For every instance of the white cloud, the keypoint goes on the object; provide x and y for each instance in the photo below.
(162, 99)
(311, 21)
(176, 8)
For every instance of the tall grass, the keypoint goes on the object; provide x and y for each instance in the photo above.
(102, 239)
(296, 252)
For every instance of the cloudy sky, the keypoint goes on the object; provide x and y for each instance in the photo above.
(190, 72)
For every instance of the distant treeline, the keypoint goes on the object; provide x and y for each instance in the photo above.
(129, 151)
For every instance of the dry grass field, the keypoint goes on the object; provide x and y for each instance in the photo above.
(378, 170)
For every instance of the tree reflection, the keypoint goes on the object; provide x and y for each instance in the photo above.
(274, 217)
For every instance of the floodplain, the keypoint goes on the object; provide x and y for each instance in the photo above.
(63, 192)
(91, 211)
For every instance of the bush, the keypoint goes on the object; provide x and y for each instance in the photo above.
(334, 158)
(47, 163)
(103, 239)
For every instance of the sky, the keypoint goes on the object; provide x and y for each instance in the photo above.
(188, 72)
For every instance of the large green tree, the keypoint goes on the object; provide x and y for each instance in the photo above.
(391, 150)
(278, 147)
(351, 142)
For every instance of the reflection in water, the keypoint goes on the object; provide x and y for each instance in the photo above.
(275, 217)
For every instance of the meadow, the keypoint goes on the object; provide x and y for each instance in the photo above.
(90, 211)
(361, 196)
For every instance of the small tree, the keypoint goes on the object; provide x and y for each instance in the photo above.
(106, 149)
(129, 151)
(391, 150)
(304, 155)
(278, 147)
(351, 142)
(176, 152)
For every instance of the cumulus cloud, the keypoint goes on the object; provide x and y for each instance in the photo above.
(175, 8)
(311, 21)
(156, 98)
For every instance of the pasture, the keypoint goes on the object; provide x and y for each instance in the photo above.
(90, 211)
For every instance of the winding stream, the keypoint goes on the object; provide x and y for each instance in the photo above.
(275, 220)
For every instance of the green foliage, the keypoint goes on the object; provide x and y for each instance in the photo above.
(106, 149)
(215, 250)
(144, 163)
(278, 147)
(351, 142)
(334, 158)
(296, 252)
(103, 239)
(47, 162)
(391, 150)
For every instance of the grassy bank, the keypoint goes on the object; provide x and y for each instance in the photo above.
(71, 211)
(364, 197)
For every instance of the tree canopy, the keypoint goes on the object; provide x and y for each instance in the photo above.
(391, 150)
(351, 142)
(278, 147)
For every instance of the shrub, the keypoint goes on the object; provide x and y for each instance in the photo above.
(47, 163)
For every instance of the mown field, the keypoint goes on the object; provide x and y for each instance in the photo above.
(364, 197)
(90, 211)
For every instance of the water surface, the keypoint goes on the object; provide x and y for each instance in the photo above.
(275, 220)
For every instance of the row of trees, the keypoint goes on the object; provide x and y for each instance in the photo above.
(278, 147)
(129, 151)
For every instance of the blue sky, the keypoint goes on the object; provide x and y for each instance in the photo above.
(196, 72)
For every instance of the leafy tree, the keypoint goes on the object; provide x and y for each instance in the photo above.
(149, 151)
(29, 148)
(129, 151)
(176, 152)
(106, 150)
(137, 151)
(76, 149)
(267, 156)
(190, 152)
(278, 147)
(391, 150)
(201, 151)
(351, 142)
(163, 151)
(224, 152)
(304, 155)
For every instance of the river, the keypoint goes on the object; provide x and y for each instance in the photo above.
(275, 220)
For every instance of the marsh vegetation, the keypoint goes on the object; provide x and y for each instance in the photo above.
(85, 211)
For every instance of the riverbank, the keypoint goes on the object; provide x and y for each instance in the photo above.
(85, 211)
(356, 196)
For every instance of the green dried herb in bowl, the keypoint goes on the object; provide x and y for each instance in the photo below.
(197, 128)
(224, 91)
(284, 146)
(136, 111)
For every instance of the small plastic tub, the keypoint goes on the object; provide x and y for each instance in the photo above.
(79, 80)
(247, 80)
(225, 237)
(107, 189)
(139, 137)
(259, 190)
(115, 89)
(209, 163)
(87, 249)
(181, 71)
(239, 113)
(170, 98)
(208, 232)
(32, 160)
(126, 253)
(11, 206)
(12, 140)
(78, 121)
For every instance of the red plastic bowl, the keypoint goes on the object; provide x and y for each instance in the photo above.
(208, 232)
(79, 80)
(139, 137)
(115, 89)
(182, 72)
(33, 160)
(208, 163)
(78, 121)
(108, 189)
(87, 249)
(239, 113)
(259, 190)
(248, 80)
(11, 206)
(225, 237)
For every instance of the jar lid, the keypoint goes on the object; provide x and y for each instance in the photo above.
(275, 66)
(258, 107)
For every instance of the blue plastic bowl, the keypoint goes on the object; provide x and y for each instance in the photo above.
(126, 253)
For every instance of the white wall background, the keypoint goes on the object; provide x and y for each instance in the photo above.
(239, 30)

========

Restate all of the material above exactly as written.

For every instance of the white cloud, the keypoint goes on the object; provide x and y for each instance in the photo below.
(162, 99)
(311, 21)
(176, 8)
For every instance of the tall grass, the keypoint goes on the object; provide x and y for each instance in the photo above.
(102, 239)
(296, 252)
For every instance of the cloudy sky, the keypoint goes on the object; provide x and y for each instance in the photo above.
(190, 72)
For every instance of the distant treeline, the keypoint goes on the object; provide x and y for each instance in the photo above.
(129, 151)
For every instance of the dry grass field, the keypoint goes on the object; provide x and y for each instance in the photo above.
(378, 170)
For every instance of the tree reflection, the keypoint goes on the object; provide x and y for each instance in the photo above.
(274, 217)
For every instance of the floodplain, the keypoint goes on the object; provide x and y for each instance in the photo above.
(63, 192)
(91, 211)
For every instance of the bush, the keypoint goes on the object; provide x and y for each instance in the photo above.
(334, 158)
(47, 163)
(103, 239)
For every instance of the sky, the keypoint goes on the object; provide x and y for each instance in the photo above.
(188, 72)
For every instance of the large green tree, the keypoint goes on the object; provide x and y for each instance in the photo above.
(391, 150)
(278, 147)
(351, 142)
For every instance of the reflection in water, the keypoint goes on the object; provide x and y for each instance in the photo above.
(275, 217)
For every instance of the meadow, the keypoint goes on the object; provide x and y for each instance in the photo above.
(90, 211)
(361, 196)
For every instance of the small tree, the keypoint goes on the object; provide x and y for each instance in the photo above.
(106, 149)
(129, 151)
(391, 150)
(304, 155)
(278, 147)
(351, 142)
(176, 152)
For every instance of the cumulus cloud, the keypoint goes on the object; provide x and y for each instance in the photo above.
(175, 8)
(311, 21)
(156, 98)
For every instance of the pasture, the keypoint goes on the object; provide x and y for each instance in the photo above.
(90, 211)
For every instance of the winding stream, the keypoint goes on the object; provide x and y for each instance in the photo above.
(275, 220)
For every instance of the green foliage, the keypoint goes on the object; provide x and y for each instance in the photo above.
(106, 149)
(215, 250)
(144, 163)
(278, 147)
(351, 142)
(334, 158)
(296, 252)
(103, 239)
(47, 162)
(391, 150)
For every instance of the grassy bank, the keypoint goes on the object; provide x and y for each instance in the photo above.
(71, 211)
(364, 197)
For every instance of the tree canopy, the keypoint goes on the object; provide x and y for each instance in the photo above.
(391, 150)
(351, 142)
(278, 147)
For every instance of the shrub, the keypoint goes on the object; provide x and y for each instance in the photo above.
(47, 163)
For every instance of the mown field, the keypoint goes on the object; provide x and y for each instance in the photo above.
(364, 197)
(90, 211)
For every instance of the water surface, the keypoint goes on the object; provide x and y for each instance in the photo above.
(275, 220)
For every instance of the row of trees, the keypoint goes on the object; provide x and y for each instance in the photo above.
(278, 147)
(129, 151)
For every instance of the blue sky, the keypoint goes on the object; provide x and y for each instance in the photo above.
(196, 72)
For every instance of the leafy tree, the keypoint goes on the object; provide x and y for each instance in the photo above.
(149, 151)
(29, 148)
(129, 151)
(176, 152)
(106, 150)
(137, 151)
(76, 149)
(267, 156)
(190, 152)
(278, 147)
(391, 150)
(201, 151)
(351, 142)
(163, 151)
(224, 152)
(304, 155)
For every instance of the river, the keypoint goes on the object; provide x and y for each instance in the photo above.
(275, 220)
For every instance of the marsh vegetation, the keypoint goes on the object; provide x and y for each instance in the photo above.
(85, 211)
For every instance of the riverbank, the keypoint goes on the object; provide x and y for each instance in the photo above.
(85, 211)
(356, 196)
For every instance of the green dried herb in bowl, the keypoint goes on the object; provide x and y for each instance in the photo below.
(197, 128)
(224, 91)
(284, 146)
(136, 111)
For every instance of the small plastic tub, the keypoint goes on the object; provide x and y for each instance in the photo above.
(79, 80)
(247, 80)
(225, 237)
(107, 189)
(139, 137)
(259, 190)
(115, 89)
(209, 163)
(87, 249)
(181, 71)
(239, 113)
(170, 98)
(208, 232)
(32, 160)
(126, 253)
(11, 206)
(12, 140)
(78, 121)
For every instance of the red plastic bowl, the keypoint goes on the object; provide x and y for each instance in the photo above.
(208, 232)
(79, 80)
(139, 137)
(115, 89)
(182, 72)
(33, 160)
(208, 163)
(78, 121)
(108, 189)
(87, 249)
(239, 113)
(259, 190)
(248, 80)
(11, 206)
(225, 237)
For every instance of the jar lid, the keypoint goes on the object; provide x and y for each instance in the photo above.
(275, 66)
(258, 107)
For every instance of the blue plastic bowl, the keypoint goes on the object; provide x and y for each instance in the photo above.
(126, 253)
For every instance of the white wall background, the keypoint goes on the object; provide x and y for each instance in the photo above.
(239, 30)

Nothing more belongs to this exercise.